───── Excerpt to read
Monday, September 28, 2015

Life Changing Day at the Race for the Cure

By: Nikki Panico, Susan G. Komen Southeast Wisconsin Executive Director

Pope Francis was in my home city of Philadelphia this weekend. I loved seeing all the amazing posts from family and friends of his visit.  My sister's texted me all the time about the Pope's travels. The past few days I was in my own kind of whirlwind preparing for 15,000 people on the lakefront but in the back of head I was always thinking about the Pope in Philly. I read many of his speeches on-line. In Philly, Pope Francis told the story of Pennsylvania native Saint Katharine Drexel going to Pope Leo XIII, telling him the challenges of her community and the Pope said to her: “What about you? What are you going to do?” The question made her think about her own contribution to the church and changed her life.
──────────
───── Data excerpts
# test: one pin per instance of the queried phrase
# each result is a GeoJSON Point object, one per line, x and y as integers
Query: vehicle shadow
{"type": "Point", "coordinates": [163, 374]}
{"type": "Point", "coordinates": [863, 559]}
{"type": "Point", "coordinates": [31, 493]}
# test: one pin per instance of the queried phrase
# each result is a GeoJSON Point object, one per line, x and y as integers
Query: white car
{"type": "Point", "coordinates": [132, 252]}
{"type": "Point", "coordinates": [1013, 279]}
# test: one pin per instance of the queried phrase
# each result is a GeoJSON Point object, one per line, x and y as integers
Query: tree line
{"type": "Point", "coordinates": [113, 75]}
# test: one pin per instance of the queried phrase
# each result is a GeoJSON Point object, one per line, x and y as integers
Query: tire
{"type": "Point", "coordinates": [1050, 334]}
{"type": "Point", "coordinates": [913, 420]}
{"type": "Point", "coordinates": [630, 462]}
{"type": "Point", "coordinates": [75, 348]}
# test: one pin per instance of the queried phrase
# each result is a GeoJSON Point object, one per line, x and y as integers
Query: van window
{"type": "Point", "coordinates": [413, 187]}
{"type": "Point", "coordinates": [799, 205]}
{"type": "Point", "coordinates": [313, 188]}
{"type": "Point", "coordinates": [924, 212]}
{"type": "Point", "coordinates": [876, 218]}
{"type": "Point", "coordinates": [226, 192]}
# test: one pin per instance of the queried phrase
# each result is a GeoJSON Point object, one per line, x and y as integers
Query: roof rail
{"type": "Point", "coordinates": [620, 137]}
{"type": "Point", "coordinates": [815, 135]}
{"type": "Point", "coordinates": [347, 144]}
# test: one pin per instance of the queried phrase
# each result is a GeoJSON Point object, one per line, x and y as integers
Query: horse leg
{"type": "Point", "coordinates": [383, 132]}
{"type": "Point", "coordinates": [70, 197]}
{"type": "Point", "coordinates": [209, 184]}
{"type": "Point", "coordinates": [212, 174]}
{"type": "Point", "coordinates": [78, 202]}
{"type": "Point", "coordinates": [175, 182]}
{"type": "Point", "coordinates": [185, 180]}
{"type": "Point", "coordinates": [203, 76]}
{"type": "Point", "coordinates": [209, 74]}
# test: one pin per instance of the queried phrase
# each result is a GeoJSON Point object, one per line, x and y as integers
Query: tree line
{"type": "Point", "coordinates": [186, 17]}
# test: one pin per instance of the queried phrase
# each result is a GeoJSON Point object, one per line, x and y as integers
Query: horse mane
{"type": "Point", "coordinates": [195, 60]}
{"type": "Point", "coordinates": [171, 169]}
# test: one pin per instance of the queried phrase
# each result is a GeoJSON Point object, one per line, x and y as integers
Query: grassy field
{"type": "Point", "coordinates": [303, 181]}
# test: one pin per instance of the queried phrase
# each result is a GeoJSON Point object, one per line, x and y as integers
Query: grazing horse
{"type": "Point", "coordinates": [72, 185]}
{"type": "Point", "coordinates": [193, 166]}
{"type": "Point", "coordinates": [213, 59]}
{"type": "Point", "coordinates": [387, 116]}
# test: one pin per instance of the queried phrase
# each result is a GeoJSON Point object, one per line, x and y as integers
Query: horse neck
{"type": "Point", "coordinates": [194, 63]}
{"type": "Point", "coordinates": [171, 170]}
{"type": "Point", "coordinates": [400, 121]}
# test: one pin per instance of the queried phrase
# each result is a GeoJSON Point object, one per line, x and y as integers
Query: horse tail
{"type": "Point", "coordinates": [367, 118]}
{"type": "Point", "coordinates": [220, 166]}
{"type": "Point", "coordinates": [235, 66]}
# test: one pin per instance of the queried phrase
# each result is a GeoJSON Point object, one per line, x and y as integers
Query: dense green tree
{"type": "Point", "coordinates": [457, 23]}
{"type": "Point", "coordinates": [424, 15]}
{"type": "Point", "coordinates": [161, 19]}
──────────
* What to do
a. Could you copy the Race for the Cure post word for word, everything from "Monday, September 28, 2015" down to "changed her life."?
b. Answer these questions about the Race for the Cure post:
(i) Which city does the author call home?
(ii) How many people was the author preparing for on the lakefront?
(iii) Which pope did Saint Katharine Drexel go to about the challenges of her community?
c. Can you extend the Race for the Cure post, starting after its last sentence?

* Responses for each task
a.
Monday, September 28, 2015

Life Changing Day at the Race for the Cure

By: Nikki Panico, Susan G. Komen Southeast Wisconsin Executive Director

Pope Francis was in my home city of Philadelphia this weekend. I loved seeing all the amazing posts from family and friends of his visit.  My sister's texted me all the time about the Pope's travels. The past few days I was in my own kind of whirlwind preparing for 15,000 people on the lakefront but in the back of head I was always thinking about the Pope in Philly. I read many of his speeches on-line. In Philly, Pope Francis told the story of Pennsylvania native Saint Katharine Drexel going to Pope Leo XIII, telling him the challenges of her community and the Pope said to her: “What about you? What are you going to do?” The question made her think about her own contribution to the church and changed her life.

b.
(i) Philadelphia
(ii) 15,000
(iii) Pope Leo XIII

c.
“What about you?” resonates with me as I reflect back on the weekend I spent with the most amazing group of individuals I have ever met, the Race for the Cure Planning Committee. "What about you?" These volunteers fostered exactly what the Pope has been saying. "What can we do to make our communities better, kinder, more compassionate and caring? What can we each do to foster our common home?" Well, these volunteers first helped ensure Komen Southeast Wisconsin raised a great deal of money to help men and women in our community who have great needs and burdens on being diagnosed with breast cancer. Secondly, each one of these Race committee volunteers made their own contributions to the empowerment, hope and joy that made this beautiful celebration possible. The time, work, talent and resources so generously invested in the Race were invaluable to its success, and to the over 15,000 spectators and Race participants relying on that one morning to sustain them as they continue on in their own breast cancer missions throughout the year. For all these contributions, I really think that these individuals have done what the Pope has asked -- they have made our community better, kinder, more compassionate and caring. I am honored to stand beside these volunteers. Grateful for their investment in the lives of women and men affected by breast cancer.